* begin *

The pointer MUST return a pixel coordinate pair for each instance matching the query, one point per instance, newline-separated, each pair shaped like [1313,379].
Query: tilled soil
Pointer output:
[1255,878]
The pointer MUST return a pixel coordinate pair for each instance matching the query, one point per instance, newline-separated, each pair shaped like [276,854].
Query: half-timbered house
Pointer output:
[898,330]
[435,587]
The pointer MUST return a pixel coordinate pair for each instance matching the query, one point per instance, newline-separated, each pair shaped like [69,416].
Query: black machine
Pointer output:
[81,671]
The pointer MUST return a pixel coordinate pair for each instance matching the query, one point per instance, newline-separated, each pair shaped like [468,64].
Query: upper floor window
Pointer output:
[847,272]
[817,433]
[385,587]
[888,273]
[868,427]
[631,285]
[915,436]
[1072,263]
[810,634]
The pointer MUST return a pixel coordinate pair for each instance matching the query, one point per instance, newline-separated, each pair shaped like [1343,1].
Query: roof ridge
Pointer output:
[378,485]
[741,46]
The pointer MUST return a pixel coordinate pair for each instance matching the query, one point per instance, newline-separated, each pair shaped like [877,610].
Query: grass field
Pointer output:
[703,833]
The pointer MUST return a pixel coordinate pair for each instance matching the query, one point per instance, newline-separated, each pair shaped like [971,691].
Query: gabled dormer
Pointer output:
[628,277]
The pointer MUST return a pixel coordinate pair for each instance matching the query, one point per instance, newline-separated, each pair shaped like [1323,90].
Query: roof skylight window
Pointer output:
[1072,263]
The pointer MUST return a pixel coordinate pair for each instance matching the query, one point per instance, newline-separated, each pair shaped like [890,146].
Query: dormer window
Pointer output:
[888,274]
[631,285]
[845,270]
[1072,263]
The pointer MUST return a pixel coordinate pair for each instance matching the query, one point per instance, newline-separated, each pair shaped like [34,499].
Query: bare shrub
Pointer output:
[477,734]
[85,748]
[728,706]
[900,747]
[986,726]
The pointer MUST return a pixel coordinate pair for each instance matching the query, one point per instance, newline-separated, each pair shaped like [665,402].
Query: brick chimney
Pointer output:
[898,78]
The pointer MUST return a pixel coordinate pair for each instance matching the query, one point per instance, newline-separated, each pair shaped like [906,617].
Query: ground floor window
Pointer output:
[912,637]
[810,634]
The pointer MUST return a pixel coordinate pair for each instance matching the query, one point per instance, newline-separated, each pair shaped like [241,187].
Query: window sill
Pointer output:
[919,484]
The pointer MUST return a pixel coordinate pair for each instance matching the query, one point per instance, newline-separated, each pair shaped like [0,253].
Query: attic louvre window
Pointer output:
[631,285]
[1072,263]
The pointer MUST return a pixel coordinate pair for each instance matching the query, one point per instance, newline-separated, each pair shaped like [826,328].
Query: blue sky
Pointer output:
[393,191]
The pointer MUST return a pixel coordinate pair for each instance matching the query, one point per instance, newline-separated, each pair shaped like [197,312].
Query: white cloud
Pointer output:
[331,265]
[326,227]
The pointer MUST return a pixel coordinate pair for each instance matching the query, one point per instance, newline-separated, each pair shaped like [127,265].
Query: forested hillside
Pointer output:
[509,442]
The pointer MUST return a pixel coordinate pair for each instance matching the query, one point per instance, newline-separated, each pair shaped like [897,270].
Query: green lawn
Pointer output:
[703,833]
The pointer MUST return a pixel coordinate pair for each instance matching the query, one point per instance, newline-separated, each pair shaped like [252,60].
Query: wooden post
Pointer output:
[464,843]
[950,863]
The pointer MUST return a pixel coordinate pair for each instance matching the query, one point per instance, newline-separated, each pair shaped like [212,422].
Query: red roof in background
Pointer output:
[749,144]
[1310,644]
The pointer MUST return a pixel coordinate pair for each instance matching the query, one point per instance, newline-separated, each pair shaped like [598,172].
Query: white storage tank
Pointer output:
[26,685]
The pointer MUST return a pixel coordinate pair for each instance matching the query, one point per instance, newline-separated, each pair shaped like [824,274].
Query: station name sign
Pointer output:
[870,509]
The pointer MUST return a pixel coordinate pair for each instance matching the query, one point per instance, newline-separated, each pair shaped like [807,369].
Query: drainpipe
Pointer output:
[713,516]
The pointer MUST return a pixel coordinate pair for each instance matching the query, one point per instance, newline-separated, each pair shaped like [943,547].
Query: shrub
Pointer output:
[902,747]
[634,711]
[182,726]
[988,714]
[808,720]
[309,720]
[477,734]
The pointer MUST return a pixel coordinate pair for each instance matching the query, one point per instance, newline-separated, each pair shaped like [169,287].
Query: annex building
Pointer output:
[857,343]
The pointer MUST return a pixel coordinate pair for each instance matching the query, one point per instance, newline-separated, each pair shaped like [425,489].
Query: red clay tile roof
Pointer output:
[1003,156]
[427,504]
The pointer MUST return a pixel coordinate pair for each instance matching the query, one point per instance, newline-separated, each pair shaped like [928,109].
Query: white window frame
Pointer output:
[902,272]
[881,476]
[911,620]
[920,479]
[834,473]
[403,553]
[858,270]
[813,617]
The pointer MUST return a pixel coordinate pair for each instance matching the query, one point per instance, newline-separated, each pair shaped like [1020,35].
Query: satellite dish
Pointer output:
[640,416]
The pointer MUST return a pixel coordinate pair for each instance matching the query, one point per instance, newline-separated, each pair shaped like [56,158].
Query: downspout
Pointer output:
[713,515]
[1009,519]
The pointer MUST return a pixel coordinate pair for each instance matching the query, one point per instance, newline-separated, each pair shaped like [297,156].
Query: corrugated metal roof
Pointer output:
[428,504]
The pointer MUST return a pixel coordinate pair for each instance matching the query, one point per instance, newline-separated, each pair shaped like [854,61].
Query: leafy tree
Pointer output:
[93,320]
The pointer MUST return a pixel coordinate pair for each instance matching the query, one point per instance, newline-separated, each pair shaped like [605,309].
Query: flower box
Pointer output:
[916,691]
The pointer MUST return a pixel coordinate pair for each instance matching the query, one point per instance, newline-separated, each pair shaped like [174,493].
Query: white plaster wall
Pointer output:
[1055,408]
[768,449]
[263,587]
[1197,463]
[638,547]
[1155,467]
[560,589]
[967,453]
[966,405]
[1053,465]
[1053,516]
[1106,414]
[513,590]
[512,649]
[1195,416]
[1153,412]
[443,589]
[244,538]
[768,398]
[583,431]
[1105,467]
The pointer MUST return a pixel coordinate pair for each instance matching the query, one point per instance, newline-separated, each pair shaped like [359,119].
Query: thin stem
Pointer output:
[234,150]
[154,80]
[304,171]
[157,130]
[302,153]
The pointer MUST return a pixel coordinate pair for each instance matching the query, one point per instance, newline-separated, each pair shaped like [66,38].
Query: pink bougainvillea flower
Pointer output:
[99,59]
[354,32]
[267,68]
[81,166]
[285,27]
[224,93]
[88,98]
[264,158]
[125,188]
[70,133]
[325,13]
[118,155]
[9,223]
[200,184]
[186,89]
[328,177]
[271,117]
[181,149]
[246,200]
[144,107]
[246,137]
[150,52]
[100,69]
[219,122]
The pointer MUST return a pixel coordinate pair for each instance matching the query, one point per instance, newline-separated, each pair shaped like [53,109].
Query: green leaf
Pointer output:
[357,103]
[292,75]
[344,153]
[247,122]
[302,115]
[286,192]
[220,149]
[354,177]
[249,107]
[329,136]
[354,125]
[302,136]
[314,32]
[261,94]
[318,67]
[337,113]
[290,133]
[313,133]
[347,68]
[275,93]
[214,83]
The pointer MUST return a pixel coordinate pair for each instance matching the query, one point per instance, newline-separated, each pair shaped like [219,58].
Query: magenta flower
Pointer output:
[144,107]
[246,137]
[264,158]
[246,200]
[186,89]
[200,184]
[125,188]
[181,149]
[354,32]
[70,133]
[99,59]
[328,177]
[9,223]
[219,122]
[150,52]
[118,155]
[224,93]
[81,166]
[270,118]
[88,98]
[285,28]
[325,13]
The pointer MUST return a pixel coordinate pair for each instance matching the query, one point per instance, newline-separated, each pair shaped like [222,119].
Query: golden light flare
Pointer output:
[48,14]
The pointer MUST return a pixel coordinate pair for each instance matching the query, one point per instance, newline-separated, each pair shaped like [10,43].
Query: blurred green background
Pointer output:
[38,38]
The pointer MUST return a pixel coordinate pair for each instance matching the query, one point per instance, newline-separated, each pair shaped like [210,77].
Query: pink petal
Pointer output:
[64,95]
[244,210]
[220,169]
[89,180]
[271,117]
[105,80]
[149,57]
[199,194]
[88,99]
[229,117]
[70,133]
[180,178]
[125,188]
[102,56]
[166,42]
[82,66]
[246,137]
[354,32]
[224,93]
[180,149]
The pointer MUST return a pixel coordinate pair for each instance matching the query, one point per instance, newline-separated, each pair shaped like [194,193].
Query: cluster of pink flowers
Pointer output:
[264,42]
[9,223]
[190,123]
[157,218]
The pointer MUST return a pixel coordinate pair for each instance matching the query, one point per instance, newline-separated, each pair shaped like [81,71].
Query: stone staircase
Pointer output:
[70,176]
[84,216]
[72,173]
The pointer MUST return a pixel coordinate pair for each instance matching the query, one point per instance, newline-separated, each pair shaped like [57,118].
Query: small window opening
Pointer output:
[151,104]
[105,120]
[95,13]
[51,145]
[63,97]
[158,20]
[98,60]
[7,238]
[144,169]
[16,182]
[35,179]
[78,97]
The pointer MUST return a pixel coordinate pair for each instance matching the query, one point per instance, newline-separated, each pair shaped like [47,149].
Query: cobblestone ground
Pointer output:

* end *

WRITTEN TASK >> Write out exactly the lines of the entries above that run from the line containing "shaped like [219,58]." through the last line, including both.

RESPONSE >>
The pointer MUST return a pixel coordinate pair for each instance matching the query, one point per instance, newline-separated, each pair shaped like [219,58].
Query: magenta flower
Pointer output:
[144,107]
[246,137]
[264,158]
[246,200]
[186,89]
[200,184]
[125,188]
[181,149]
[354,32]
[70,133]
[99,59]
[328,177]
[9,223]
[219,122]
[150,52]
[118,155]
[224,93]
[81,166]
[270,118]
[88,98]
[285,28]
[325,13]
The pointer MUST return a pixel coordinate pair for each instance matching the query, one point per instance, newline-separated, each pair shaped like [222,119].
Query: golden light flare
Pointer output:
[48,14]
The pointer MUST return a pixel coordinate pair for each instance matching the query, one point per instance, newline-separated, each pair shaped like [10,43].
Query: blurred green background
Pointer output:
[38,38]
The pointer MUST return a pixel coordinate pair for each instance matching the query, one point per instance, newline-separated, each pair shaped like [210,77].
Query: pink petal
Pointer output:
[64,95]
[244,210]
[220,169]
[89,180]
[271,117]
[105,80]
[149,57]
[199,194]
[88,99]
[229,117]
[70,133]
[180,178]
[125,188]
[102,56]
[166,42]
[82,66]
[246,137]
[354,32]
[224,93]
[180,149]
The pointer MUST return a pixel coordinate pair for each instance matching the query, one point per instance, newline-separated, each pair shaped like [194,193].
Query: cluster of pink flowers
Pointer output:
[264,42]
[9,223]
[190,123]
[157,218]
The pointer MUST return a pixel coordinate pair for each instance matching the query, one point per instance, newline-separated, each pair shaped like [81,71].
Query: stone staircase
Pointer output:
[70,176]
[84,216]
[72,173]
The pointer MUST return a pixel coordinate pair for each instance matching the query, one point per instance, newline-separated, each pair shaped like [57,118].
Query: small window opening
Pointer output:
[151,104]
[105,120]
[95,13]
[51,145]
[63,97]
[158,20]
[98,60]
[7,238]
[144,169]
[16,182]
[35,179]
[78,97]
The pointer MUST return a pixel coordinate pair for each instance matching the query, one point per instance, newline-separated, each pair shaped like [47,149].
Query: cobblestone ground
Pointer output:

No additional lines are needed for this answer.